===== TRECHO PARA LEITURA

Outrossim, é imperioso salientar a questão da existência de garantia real dada a credores antes da constituição do patrimônio de afetação, face à garantia em si: Artigo 31-B: “Parágrafo único”. A averbação não será obstada pela existência de ônus reais que tenham sido constituídos sobre o imóvel objeto da incorporação para garantia do pagamento do preço de sua aquisição ou do cumprimento de obrigação de construir o empreendimento. (Incluído pela Lei nº 10.931, de 2004).
2.2. Fiscalização pela comissão de representantes
O Patrimônio afetado será objeto de fiscalização a ser realizada pela Comissão de Representantes da Incorporação. Tal providencia está estabelecida no artigo 50, da Lei 4591/64: Art. 50. Será designada no contrato de construção ou eleita em Assembleia geral uma Comissão de Representantes composta de três membros, pelo menos, escolhidos entre os adquirentes, para representá-los perante o construtor ou, no caso do art. 43, ao incorporador, em tudo o que interessar ao bom andamento da incorporação, e, em especial, perante terceiros, para praticar os atos resultantes da aplicação dos arts. 31-A 31-F.
A Comissão de Representantes deverá ser composta por adquirentes, pessoas distintas do incorporador13. No caso de a obra iniciar sem que tenha havido venda, os adquirentes, à medida que as vendas forem se processando, deverão se mobilizar para constituir a Comissão. Os referidos representares têm poderes de fiscalização nos seguintes termos atribuídos pela lei.
Entretanto, as decisões dessa comissão poderão ser alteradas pelo voto da maioria absoluta dos adquirentes, tal qual dispõe o 14parágrafo 2º, do citado artigo.

==========
===== MATERIAL FORNECIDO

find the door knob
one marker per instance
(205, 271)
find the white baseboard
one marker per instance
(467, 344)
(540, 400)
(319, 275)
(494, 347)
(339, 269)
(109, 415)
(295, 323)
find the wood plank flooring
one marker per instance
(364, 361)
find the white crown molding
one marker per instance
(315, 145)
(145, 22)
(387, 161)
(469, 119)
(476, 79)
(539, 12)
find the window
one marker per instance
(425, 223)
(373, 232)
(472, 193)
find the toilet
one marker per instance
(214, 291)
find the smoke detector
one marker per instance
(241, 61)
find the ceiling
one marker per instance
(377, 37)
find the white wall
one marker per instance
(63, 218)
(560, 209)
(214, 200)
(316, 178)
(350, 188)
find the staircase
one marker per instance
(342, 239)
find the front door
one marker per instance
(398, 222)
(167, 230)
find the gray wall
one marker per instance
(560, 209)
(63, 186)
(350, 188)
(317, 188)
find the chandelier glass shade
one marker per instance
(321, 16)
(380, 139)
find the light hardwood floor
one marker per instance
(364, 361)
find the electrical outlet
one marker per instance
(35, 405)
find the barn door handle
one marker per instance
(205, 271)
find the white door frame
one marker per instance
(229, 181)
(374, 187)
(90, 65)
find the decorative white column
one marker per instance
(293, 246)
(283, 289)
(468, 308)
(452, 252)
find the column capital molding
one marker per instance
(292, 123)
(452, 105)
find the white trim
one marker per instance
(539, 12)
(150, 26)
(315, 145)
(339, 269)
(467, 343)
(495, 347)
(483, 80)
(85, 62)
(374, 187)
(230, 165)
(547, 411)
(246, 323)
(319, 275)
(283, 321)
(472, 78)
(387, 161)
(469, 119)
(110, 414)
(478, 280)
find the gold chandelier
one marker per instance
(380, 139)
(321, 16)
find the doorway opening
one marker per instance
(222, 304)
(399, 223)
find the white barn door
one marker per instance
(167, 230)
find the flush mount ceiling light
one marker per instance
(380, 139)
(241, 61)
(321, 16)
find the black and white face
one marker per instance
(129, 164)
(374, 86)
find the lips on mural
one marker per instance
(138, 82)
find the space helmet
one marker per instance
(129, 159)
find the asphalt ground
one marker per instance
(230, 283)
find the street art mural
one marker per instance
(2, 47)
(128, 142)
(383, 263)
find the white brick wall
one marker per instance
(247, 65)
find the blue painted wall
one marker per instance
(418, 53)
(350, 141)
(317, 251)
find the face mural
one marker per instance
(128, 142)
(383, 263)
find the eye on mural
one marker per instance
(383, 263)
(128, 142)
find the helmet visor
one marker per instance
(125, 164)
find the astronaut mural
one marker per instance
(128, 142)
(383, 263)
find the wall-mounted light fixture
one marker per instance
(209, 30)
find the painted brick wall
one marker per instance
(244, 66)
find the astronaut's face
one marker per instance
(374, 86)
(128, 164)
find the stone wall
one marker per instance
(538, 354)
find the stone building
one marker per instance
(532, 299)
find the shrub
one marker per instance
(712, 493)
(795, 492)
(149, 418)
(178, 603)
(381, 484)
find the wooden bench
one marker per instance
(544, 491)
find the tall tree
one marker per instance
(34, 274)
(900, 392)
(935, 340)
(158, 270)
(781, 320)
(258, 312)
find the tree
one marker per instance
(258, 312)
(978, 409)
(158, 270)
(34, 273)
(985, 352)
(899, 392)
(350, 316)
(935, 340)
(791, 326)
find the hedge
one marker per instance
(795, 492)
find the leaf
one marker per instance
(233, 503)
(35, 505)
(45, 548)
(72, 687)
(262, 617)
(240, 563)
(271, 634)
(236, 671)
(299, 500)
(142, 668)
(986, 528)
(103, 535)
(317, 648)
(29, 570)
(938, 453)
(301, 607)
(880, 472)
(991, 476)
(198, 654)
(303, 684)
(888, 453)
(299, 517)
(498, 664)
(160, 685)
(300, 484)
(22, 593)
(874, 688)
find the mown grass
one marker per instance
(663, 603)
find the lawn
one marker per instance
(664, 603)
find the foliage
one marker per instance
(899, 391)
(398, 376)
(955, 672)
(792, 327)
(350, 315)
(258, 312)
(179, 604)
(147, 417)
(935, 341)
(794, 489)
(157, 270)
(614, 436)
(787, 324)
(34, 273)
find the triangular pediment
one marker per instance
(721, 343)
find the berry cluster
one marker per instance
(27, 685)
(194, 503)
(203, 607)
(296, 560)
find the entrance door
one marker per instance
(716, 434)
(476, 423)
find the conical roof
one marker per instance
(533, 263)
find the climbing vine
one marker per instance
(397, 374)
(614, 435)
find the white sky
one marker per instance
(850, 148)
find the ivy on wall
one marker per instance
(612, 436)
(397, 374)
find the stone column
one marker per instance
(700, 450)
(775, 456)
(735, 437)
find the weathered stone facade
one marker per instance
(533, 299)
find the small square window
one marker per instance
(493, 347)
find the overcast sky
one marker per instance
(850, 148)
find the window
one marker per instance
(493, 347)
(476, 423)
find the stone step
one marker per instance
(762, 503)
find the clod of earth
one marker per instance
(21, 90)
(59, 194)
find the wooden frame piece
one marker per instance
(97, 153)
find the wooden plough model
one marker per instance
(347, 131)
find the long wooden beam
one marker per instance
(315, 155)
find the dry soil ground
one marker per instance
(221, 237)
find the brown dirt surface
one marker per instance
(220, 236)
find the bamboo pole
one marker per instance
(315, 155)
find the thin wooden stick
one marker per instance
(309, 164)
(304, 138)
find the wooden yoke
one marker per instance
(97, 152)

==========

*TAREFAS PROPOSTAS*:
a) Traduza para o inglês esta frase do trecho sobre o patrimônio de afetação: "O Patrimônio afetado será objeto de fiscalização a ser realizada pela Comissão de Representantes da Incorporação."
b) De acordo com o trecho sobre o patrimônio de afetação, qual é o número mínimo de membros da Comissão de Representantes?

*RESPOSTAS EM ORDEM*:
a) The segregated assets will be subject to oversight carried out by the Representatives' Committee of the Development.

b) Três membros, escolhidos entre os adquirentes.